# Given passage
┌────────

The Collingsworth Family is a Southern Gospel/Inspirational group started by Phil and Kim Collingsworth and features their family as the group. They are currently signed to gospel label Gaither Music Group. Phill and Kim have 4 Children (Brooklyn Rose), (Courtney Noel), (Phillip Jr.), and (Olivia Diane). Phill and Kim have 6 Grandchildren and is expecting the 7th in July of 2023. Emma, Winston, Theo, Noah, Wellington, and Mia. They travel around the United States to sing about Jesus!

History 
Phil and Kim both came from a Christian upbringing.  They met in high school and married upon graduating high school.  Kim recalls, “We had our first date when I was 16, and he was 21. Poor guy, he had to wait on me to grow up. We were so in love and really wanted to get married. So, I decided to cram four years of high school into three so I could graduate from high school in 1986. The same year he would graduate from college. That plan worked well.”

Ministry 
Phil and Kim Collingsworth started in the music ministry when they were musicians at a church camp in Petersburg, Michigan, in August of 1986. The two performed as a duo for 14 years, balancing gigs with raising children and Phil’s job at a life insurance agency. In 2000, they made the decision to tour full time. That’s also when their children — 10, 9, 6 and 2 at the time — became permanent members of the act.

└────────

# Task instructions
(a) Print everything in the Collingsworth Family passage from "The Collingsworth Family" down to "sing about Jesus!".
(b) List the names of the grandchildren given in the Collingsworth Family passage.
The entries that follow the text are not needed for any of this work.

# Given entries
┌────────

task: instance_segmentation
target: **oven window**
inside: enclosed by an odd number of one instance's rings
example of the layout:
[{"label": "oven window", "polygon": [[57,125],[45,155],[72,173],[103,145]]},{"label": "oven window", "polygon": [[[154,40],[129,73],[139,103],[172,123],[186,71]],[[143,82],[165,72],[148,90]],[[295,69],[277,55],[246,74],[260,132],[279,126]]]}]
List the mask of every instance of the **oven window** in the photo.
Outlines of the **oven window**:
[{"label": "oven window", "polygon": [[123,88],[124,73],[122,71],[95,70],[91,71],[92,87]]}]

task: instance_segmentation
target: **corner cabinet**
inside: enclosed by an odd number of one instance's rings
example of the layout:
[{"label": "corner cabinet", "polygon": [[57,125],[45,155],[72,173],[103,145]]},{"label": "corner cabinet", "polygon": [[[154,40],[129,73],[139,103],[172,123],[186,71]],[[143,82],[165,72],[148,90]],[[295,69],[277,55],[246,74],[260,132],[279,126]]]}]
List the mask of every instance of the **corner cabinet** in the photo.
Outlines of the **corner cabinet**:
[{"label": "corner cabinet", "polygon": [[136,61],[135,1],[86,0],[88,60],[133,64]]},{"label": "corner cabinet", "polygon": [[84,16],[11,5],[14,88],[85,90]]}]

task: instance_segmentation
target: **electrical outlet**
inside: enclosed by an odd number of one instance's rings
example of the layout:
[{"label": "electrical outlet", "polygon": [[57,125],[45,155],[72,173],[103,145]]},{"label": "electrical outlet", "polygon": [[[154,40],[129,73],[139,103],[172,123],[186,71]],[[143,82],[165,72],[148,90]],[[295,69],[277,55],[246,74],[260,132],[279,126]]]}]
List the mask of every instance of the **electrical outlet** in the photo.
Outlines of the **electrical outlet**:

└────────

# Expected responses
(a)
The Collingsworth Family is a Southern Gospel/Inspirational group started by Phil and Kim Collingsworth and features their family as the group. They are currently signed to gospel label Gaither Music Group. Phill and Kim have 4 Children (Brooklyn Rose), (Courtney Noel), (Phillip Jr.), and (Olivia Diane). Phill and Kim have 6 Grandchildren and is expecting the 7th in July of 2023. Emma, Winston, Theo, Noah, Wellington, and Mia. They travel around the United States to sing about Jesus!

(b) Emma, Winston, Theo, Noah, Wellington, Mia